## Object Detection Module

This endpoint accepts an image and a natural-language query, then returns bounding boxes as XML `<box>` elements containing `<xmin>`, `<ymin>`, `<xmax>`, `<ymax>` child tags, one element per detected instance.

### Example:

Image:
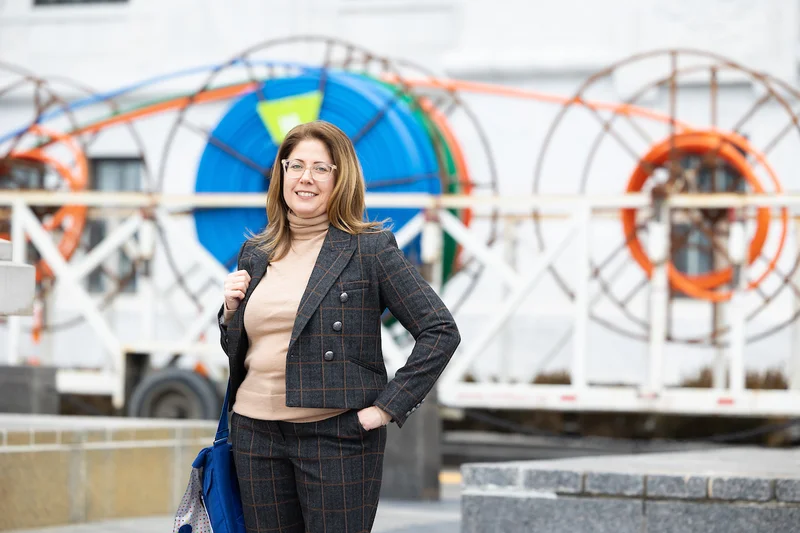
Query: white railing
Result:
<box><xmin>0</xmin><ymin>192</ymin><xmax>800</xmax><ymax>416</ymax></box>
━━━━━━
● **Exercise description**
Without the pictures, write out all of the material exactly.

● **Answer for this exercise**
## Object Detection Module

This endpoint accepts an image and a natural-language query, then returns bounding boxes as XML `<box>` elements containing `<xmin>`, `<ymin>`, `<xmax>`, `<ymax>` child tags, one element per detected instance.

### Example:

Image:
Query: white railing
Result:
<box><xmin>0</xmin><ymin>192</ymin><xmax>800</xmax><ymax>416</ymax></box>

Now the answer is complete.